• [EXTRACTED TEXT]

□ □ □ □

This may sound weird and I am not sure it would work with MJ, I've never tried it but its a thought.

My most favorite snack in the world it soft and chewy chocolate chip cookies, well after week or two of freshly baked cookies they kinda get crispy. One day I opened a tin of cookies my mom had made a week prior only to find a couple slices of white bread and the cookies just as soft as the day they were baked. My mom said the bread gently adds moisture to the cookies and keeps them fresh. 

try it with a small chunk of that brick.


----------



## massproducer

You would rather smoke mexican brick then hydro...  This tells me that there is a major problem here...  I have never heard anyone say that mexican brick gets them the highest.  wow, 40 - 80 bucks a Ozie!!!  The stuff I am blowing on costs literally 10 times that but it is also the purps, purple kush, god bud and bc kush...  I think this may be a good time to start growing, so you never need to smoke that mexican garbage again.  Good luck bro, let me know if you are interested in setting up your own personal garden, I will do all that i can to help because noone should have to smoke that stuff, the fact is...  If we stop buying it, then they will be forced to stop selling it, and step up their game with a respectible product


----------



## BuddyLuv

I would have done the same thing Zip. I do not come from a "turn the other cheek" family, more like an eye for an eye. Usually Karma does it for me but I would be damned if I let someone rip me off and then laugh in my face.


----------



## zipflip

BuddyLuv said:
			
		

> I would have done the same thing Zip. I do not come from a "turn the other cheek" family, more like an eye for an eye. Usually Karma does it for me but I would be damned if I let someone rip me off and then laugh in my face.

□ □ □ □

• [MATERIAL SUPPLIED]
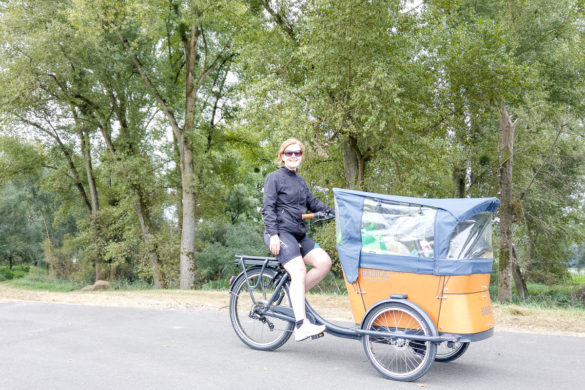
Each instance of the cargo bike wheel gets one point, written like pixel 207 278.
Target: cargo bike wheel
pixel 395 357
pixel 448 351
pixel 255 330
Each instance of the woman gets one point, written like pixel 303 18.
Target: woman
pixel 286 197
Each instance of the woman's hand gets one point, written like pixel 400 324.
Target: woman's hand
pixel 275 244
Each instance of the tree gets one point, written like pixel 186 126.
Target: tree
pixel 196 37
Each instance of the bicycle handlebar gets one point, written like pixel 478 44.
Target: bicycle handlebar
pixel 322 216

□ □ □ □

• [PROBLEM]
Resume the forum thread about Mexican brick from its last line, writing what zipflip says after the quote.

• [REPLY TO THE TASK]
 yeah man,   i dont think there's no such thing as respect or honor even trust or any of that stuff there use to be amongst us smokers.  man, i remeber when the clique of friends i belonged to we were all smokers and we all lived strict by like a certain code of ethics or more so had that etiquette i never ever see any more.  its all about the hustle and the money and game or like some sport an ya get all these kids who wanna be cool thinkin that bein a dealer they'll be cool and they get ripped off or taken advantage of by older wiser punks who prey on kids like such so then these kids think they gettin square and they divie it to where they get they money worth and everyone else gets ripped off in the process. and its not just kids/teens either i know few cats my age an older who are just the same.   watever happened to people wanting to get high and being able to give even your close friend your money to get ya some knowing he'll bring ya back wat ya paid for or better,
  and i aint even that old and i look at how much things in this world have changed in just the last 10-15 years not only with MJ but everything and it blows my flippin mind.  kinda makes me wanna say to heck with society find me a good woman and settle somewhere in the mountains and live off the land hunt an garden even grow my own smoke and make my own hooch ya know all that good stuff.  thats kinda my dream, honestly. but now a days its almost impossible to fall off the radar for most people. its the governments goal to keep as many of us under their thumb and keep us there as much and as long as possible.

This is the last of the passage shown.